Moreover, there are tests given to specific student groups, such as those used to determine if language learners are eligible for selected supports. Still other tests are made available as options to students, even though they may not be required by schools or districts, such as tests to determine eligibility for gifted programs or tests used for college admissions.
And these are just the ‘external’ tests – or standardized tests – typically developed and scored by third parties, such as testing companies. There are also a host of classroom tests that students encounter on a regular basis.
The wide range of tests students are asked to complete reveals that “excessive testing time” is not limited to a single test or organization. For example, even if the state department of education makes a substantial effort to reduce testing time on its annual summative tests, that effort may not make a big difference in the experience of some students. Serious attempts to reduce testing time must be characterized by a coordinated initiative to take inventory of the full range of tests currently administered, identify the highest priorities, and eliminate tests that are duplicative or of limited value.
This approach is the shortest line to the biggest gain.
What Do We Mean by Testing Time?
This question may seem so obvious it doesn’t merit attention. However, my experience with state summative tests suggests that concerns about testing time are actually motivated by at least three different factors: examination, preparation, and administration.
Examination is straightforward. It refers to the actual time a student spends completing the test.
Preparation indicates the time that teachers and students may spend in or out of class working to create conditions that are thought to maximize a student’s success on the test. In the best case, preparation is characterized by activities that are well-aligned to instructional priorities and promote desired student learning. Unfortunately, preparation may also involve a range of activities that are contrary to desired instruction, such as taking frequent practice tests or engaging in unnecessarily repetitive review sessions (e.g., testing drills). Time spent on these tasks may far exceed examination time. More troubling, excessive time devoted to testing preparation sends the wrong messages about what outcomes are valued and may weaken enthusiasm for learning.
Finally, administration refers to the range of activities that are mostly the responsibility of teachers and leaders associated with supporting the logistics of testing. This laundry list of activities may include:
- participation in administration training,
- reviewing test manuals,
- developing schedules and staffing plans,
- inventorying and organizing test materials,
- identifying and registering students who will be tested,
- determining what accommodations will be needed for individual students,
- installing and checking testing software, or
- packing tests for shipping after administration.

> **Exercise directions**: Reproduce word for word the part of the passage on testing time that runs from "The wide range" up to and including "by Testing Time?". The records are separate material and stand apart from the passage on testing time.

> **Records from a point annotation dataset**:
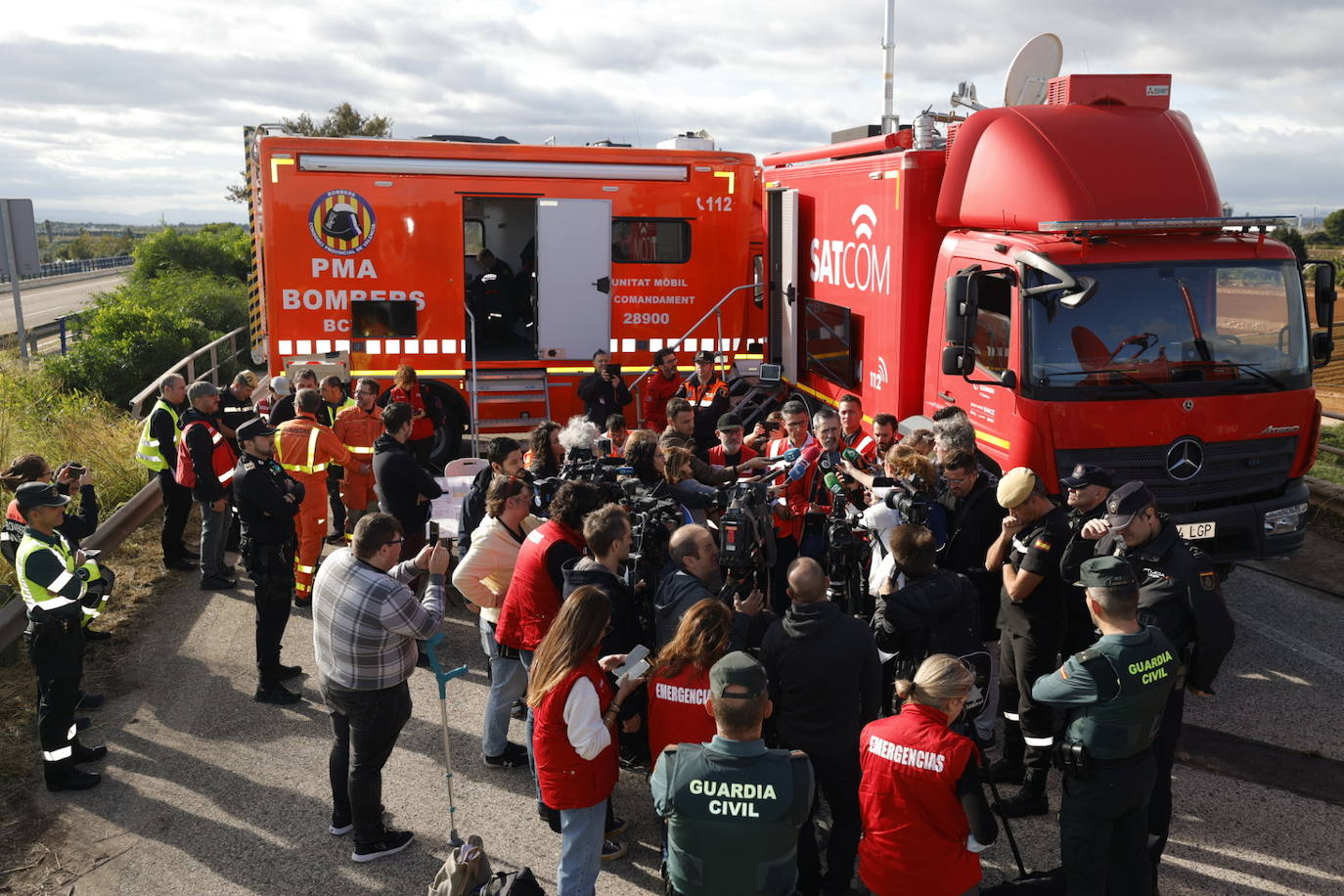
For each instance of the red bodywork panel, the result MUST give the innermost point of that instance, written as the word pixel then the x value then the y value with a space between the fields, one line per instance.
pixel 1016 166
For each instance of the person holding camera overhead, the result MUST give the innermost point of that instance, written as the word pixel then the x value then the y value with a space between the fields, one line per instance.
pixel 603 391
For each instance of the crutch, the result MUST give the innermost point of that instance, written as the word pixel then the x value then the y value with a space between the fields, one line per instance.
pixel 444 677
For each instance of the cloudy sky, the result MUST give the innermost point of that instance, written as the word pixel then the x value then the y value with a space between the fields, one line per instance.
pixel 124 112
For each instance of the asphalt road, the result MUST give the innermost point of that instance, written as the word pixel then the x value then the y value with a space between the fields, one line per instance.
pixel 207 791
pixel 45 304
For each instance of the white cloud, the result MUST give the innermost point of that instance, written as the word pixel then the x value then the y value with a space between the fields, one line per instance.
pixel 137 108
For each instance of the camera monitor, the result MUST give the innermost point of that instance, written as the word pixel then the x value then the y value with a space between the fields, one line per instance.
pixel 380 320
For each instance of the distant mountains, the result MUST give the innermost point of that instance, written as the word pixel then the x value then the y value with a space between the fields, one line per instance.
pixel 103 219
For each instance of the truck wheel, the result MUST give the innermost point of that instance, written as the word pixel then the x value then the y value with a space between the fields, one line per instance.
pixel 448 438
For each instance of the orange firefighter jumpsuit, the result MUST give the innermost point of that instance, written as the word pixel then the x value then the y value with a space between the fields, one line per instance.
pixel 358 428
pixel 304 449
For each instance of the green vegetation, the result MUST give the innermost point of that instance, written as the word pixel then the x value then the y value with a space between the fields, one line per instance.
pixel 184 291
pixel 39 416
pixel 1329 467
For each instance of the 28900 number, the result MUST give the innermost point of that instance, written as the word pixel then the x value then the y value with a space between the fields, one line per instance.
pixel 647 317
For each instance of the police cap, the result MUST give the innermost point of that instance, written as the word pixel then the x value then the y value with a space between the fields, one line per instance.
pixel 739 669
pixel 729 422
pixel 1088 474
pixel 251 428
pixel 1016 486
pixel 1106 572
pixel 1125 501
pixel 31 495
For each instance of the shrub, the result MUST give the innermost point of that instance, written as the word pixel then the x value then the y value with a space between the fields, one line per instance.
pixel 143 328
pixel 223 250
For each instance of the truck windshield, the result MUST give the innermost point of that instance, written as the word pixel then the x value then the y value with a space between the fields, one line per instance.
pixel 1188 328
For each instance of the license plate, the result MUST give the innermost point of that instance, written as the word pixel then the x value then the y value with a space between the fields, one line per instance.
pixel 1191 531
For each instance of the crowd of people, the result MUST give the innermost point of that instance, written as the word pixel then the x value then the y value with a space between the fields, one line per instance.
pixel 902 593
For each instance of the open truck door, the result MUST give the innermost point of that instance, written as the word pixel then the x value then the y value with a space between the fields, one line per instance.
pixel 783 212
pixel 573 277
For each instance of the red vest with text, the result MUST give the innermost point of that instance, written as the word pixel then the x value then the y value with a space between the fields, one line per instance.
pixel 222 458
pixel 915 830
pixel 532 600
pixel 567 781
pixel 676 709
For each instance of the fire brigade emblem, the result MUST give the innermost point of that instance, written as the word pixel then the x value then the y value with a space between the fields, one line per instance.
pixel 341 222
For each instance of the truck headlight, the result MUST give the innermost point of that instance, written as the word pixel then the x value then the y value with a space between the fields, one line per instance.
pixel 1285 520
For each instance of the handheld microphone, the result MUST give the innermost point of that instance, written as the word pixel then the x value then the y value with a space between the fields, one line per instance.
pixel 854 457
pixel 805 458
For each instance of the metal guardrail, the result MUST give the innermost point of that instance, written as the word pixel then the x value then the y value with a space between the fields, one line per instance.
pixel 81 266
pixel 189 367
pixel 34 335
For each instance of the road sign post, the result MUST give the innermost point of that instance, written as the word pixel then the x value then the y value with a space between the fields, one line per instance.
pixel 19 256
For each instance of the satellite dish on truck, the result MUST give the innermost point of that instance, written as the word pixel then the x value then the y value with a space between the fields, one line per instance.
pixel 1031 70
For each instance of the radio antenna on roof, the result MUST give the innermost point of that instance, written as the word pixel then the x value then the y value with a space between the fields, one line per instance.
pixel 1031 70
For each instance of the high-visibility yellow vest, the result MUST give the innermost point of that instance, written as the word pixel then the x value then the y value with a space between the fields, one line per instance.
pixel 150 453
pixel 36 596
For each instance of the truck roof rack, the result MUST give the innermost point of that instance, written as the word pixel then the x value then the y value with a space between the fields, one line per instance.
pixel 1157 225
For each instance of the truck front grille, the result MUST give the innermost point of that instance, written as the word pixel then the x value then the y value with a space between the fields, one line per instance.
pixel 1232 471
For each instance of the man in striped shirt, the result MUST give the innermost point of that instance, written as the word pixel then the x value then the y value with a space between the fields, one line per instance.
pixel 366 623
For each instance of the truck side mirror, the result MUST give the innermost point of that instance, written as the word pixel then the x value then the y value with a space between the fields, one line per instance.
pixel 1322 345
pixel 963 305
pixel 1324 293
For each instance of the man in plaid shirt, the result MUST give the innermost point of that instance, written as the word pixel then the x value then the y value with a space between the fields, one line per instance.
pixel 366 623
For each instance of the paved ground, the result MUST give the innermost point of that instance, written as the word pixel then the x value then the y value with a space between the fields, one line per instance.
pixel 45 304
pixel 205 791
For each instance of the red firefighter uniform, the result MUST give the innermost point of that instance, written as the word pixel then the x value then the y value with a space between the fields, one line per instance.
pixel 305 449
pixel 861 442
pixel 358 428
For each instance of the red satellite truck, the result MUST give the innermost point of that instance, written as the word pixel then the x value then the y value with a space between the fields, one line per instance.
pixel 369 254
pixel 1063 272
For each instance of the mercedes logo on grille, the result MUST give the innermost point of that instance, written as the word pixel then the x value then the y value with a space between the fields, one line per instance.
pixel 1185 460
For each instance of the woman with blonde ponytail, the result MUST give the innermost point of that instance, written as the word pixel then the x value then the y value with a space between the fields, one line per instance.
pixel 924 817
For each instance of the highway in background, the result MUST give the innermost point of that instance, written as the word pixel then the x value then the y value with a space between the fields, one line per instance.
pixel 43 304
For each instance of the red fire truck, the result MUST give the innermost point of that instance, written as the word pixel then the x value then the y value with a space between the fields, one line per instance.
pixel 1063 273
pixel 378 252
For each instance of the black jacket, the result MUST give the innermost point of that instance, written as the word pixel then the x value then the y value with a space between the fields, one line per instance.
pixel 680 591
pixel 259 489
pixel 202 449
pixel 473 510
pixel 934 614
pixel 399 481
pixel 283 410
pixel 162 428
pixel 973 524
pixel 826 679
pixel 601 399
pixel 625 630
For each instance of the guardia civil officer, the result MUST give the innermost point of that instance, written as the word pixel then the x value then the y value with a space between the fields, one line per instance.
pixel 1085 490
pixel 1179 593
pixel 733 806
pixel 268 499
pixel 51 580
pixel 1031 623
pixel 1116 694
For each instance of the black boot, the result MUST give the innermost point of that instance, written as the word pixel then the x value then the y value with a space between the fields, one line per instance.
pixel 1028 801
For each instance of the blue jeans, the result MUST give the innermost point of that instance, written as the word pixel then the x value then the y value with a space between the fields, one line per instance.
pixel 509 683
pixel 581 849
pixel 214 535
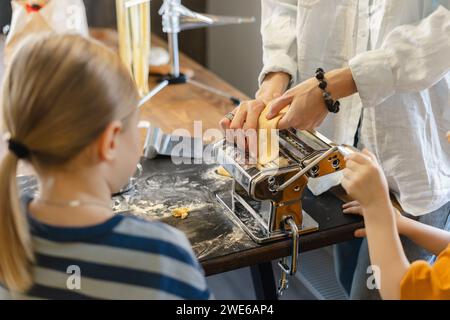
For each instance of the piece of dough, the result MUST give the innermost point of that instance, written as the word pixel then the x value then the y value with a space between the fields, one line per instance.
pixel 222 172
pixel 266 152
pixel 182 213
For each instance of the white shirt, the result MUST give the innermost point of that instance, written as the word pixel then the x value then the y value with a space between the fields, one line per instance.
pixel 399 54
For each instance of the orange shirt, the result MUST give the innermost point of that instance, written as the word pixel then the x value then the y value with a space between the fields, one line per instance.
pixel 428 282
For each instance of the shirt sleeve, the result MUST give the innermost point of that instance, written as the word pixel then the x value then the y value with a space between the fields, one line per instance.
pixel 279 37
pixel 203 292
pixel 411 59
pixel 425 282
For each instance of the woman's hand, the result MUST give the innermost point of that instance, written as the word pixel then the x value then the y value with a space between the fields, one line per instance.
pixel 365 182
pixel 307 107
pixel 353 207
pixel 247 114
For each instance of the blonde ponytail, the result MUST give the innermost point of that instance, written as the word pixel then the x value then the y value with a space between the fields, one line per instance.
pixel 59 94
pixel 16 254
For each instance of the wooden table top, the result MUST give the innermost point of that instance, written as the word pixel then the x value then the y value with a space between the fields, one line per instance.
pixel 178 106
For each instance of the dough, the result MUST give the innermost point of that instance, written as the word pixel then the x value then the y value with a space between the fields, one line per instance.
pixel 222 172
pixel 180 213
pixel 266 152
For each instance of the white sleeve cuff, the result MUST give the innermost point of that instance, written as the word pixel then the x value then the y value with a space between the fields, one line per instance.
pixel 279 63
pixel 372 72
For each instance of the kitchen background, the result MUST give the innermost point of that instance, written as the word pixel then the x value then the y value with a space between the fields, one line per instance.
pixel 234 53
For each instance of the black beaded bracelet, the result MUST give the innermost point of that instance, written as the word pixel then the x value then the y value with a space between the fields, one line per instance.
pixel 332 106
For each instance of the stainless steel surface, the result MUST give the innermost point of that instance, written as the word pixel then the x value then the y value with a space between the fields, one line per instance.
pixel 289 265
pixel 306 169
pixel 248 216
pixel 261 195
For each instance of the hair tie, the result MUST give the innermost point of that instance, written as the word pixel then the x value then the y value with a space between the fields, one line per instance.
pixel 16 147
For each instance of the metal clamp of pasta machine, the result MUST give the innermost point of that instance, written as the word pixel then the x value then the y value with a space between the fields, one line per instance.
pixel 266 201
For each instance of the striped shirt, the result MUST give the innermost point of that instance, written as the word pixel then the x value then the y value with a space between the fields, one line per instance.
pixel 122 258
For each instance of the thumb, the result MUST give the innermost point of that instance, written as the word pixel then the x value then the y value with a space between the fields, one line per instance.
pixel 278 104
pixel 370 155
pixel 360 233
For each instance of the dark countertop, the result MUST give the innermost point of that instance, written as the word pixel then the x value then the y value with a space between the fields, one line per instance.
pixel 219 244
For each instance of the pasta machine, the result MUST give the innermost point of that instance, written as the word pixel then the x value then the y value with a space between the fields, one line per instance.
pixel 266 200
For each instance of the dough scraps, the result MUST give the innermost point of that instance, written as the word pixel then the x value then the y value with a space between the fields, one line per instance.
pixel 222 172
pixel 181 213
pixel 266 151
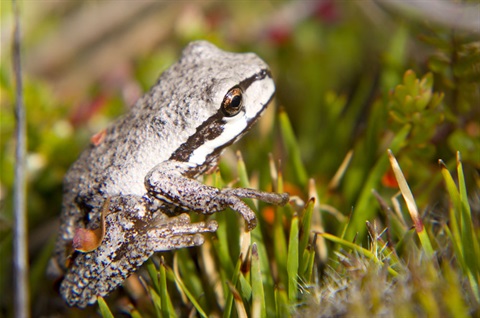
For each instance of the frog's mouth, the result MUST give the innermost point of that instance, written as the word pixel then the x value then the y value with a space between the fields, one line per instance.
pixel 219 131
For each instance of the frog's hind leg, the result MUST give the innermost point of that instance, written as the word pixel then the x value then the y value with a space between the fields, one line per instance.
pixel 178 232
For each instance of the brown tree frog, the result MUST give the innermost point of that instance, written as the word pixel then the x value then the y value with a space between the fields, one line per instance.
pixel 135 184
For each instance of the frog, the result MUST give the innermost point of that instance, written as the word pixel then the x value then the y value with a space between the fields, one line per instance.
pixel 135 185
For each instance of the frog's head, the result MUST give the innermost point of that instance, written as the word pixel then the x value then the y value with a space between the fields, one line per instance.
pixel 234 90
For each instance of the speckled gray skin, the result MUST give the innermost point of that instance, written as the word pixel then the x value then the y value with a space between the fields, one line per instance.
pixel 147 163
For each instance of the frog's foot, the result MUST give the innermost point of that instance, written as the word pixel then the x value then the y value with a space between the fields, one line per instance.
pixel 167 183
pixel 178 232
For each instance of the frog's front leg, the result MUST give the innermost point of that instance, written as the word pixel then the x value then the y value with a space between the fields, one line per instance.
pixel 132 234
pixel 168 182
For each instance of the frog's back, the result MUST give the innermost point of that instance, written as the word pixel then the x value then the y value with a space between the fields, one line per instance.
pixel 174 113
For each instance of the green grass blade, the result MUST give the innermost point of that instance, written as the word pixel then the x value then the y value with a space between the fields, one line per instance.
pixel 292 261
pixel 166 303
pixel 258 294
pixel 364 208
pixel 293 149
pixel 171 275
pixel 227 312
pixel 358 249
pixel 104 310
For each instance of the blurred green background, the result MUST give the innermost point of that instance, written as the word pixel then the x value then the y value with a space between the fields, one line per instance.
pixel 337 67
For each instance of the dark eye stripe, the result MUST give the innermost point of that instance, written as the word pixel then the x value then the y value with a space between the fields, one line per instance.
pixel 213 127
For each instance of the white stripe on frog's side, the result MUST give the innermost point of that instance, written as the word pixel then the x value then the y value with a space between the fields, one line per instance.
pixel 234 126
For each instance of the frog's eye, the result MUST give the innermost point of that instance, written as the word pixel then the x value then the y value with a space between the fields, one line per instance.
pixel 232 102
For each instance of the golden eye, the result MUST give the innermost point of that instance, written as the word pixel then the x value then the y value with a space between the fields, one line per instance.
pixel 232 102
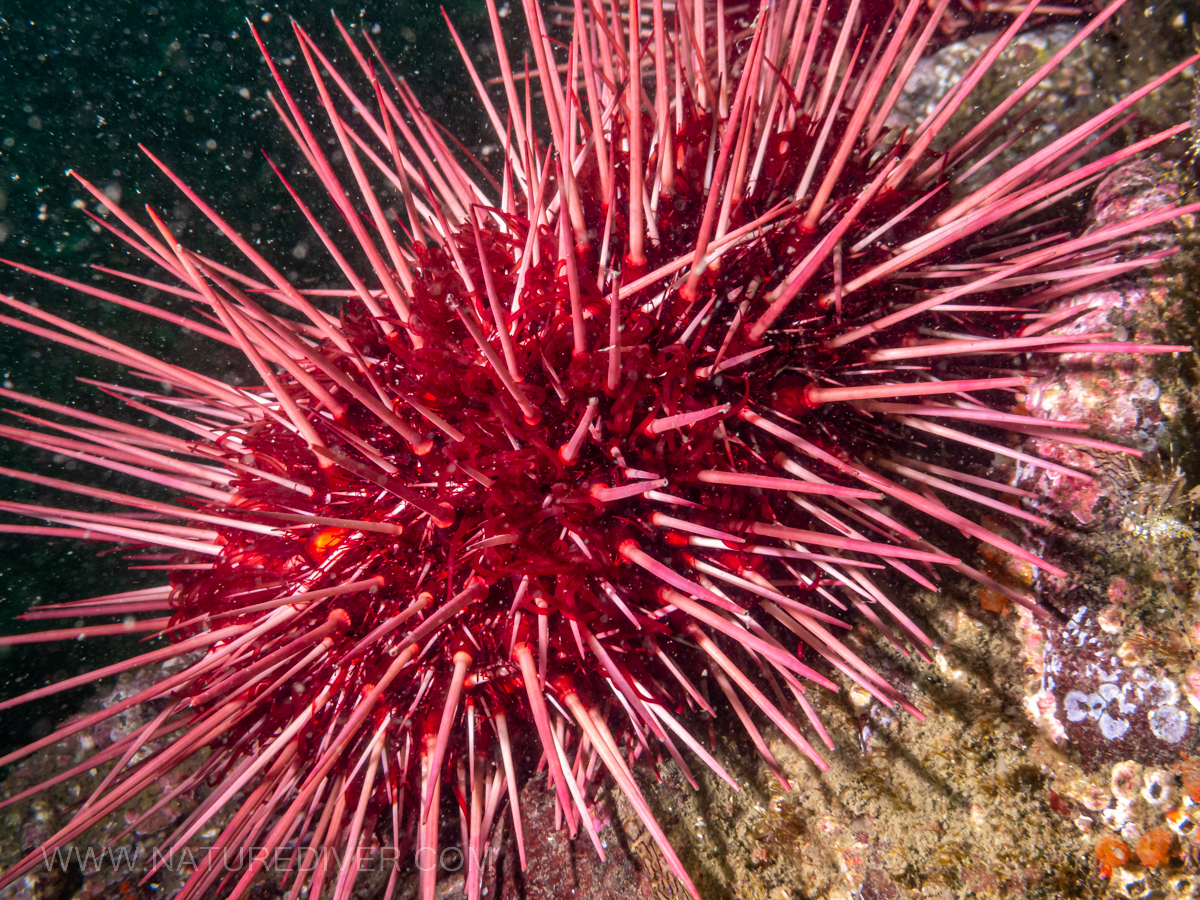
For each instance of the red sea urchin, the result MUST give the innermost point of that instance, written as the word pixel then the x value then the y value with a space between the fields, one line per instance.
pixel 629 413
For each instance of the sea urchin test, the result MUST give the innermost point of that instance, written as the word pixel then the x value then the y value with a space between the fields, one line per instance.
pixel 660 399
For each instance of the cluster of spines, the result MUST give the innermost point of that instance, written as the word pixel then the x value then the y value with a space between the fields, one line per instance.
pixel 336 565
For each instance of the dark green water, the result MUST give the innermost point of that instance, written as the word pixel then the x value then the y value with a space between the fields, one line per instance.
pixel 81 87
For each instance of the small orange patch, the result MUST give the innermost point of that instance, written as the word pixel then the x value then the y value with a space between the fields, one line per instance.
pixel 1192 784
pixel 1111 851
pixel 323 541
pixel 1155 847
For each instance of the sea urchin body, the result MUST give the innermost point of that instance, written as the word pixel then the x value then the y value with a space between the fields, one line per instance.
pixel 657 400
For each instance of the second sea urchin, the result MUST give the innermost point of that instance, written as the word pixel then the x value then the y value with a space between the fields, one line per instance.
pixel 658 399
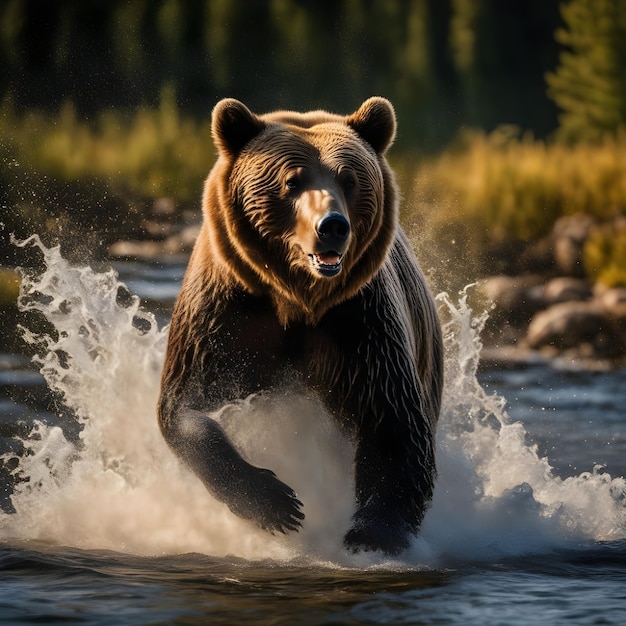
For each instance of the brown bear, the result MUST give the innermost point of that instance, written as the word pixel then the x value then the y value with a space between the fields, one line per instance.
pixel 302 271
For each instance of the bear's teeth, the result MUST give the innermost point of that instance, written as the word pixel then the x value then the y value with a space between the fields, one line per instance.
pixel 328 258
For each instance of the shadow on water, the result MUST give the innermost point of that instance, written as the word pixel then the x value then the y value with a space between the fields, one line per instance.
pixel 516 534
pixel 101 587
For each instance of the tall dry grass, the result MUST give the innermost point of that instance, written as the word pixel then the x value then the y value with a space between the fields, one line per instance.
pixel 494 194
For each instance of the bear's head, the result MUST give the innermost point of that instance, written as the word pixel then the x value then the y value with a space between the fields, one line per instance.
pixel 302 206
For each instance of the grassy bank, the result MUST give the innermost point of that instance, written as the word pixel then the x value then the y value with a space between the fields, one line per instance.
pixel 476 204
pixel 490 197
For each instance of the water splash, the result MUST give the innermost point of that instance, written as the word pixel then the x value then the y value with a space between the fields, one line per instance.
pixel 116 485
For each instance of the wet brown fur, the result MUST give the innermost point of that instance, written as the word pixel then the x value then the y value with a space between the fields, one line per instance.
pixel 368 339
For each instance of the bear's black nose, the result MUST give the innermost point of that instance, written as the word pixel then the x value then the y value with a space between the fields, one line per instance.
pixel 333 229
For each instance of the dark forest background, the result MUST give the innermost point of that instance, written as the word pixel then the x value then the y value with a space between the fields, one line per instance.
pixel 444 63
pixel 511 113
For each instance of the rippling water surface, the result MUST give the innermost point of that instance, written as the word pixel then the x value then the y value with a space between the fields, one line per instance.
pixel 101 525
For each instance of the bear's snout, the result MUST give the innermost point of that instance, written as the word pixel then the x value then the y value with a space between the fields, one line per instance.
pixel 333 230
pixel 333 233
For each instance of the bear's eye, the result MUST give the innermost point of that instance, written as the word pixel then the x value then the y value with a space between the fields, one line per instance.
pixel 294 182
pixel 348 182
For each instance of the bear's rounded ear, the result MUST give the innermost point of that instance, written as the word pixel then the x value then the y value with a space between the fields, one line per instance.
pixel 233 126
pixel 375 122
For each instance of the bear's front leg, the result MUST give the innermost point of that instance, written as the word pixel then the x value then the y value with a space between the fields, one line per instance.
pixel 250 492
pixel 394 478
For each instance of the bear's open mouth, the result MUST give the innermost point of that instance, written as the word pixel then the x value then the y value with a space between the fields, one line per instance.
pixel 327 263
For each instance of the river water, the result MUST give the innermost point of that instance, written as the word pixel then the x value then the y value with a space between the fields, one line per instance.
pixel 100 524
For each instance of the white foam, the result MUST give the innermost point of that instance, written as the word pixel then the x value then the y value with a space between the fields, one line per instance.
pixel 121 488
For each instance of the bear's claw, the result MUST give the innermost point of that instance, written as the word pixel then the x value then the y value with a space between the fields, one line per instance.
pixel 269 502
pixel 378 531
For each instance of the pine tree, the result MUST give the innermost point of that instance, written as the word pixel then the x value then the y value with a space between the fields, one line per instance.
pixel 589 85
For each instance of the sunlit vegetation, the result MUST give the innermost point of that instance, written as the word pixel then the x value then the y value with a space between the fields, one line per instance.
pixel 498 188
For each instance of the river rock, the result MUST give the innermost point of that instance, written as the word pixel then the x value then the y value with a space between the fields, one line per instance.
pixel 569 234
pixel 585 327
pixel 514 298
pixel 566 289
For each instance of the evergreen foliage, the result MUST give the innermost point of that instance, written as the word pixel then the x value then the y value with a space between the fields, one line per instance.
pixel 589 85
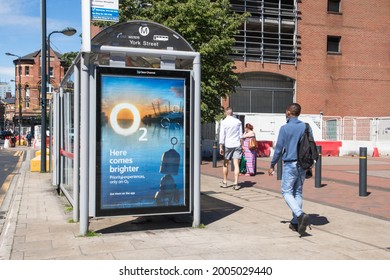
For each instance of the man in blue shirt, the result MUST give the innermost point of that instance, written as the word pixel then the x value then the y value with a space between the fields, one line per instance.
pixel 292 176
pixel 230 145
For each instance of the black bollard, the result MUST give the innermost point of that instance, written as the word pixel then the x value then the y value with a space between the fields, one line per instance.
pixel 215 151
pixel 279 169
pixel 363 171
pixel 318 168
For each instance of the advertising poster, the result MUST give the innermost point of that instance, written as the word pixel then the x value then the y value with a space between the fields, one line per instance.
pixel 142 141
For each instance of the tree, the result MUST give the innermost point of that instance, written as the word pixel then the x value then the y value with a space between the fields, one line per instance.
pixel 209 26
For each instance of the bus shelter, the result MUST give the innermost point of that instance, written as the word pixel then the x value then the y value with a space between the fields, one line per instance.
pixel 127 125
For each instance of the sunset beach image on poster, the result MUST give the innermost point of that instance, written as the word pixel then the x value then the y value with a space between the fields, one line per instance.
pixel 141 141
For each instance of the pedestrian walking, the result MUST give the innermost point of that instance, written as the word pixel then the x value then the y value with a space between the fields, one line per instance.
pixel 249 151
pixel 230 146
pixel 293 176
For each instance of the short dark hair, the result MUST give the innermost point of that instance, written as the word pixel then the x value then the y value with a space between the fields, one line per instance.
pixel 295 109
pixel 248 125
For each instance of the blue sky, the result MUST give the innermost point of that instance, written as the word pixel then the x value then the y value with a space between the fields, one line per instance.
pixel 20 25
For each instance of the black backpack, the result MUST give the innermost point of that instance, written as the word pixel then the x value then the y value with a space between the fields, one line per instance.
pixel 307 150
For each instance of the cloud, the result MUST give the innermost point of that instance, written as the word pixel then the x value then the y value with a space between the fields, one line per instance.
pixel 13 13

> **Final answer**:
The wide range of tests students are asked to complete reveals that “excessive testing time” is not limited to a single test or organization. For example, even if the state department of education makes a substantial effort to reduce testing time on its annual summative tests, that effort may not make a big difference in the experience of some students. Serious attempts to reduce testing time must be characterized by a coordinated initiative to take inventory of the full range of tests currently administered, identify the highest priorities, and eliminate tests that are duplicative or of limited value.
This approach is the shortest line to the biggest gain.
What Do We Mean by Testing Time?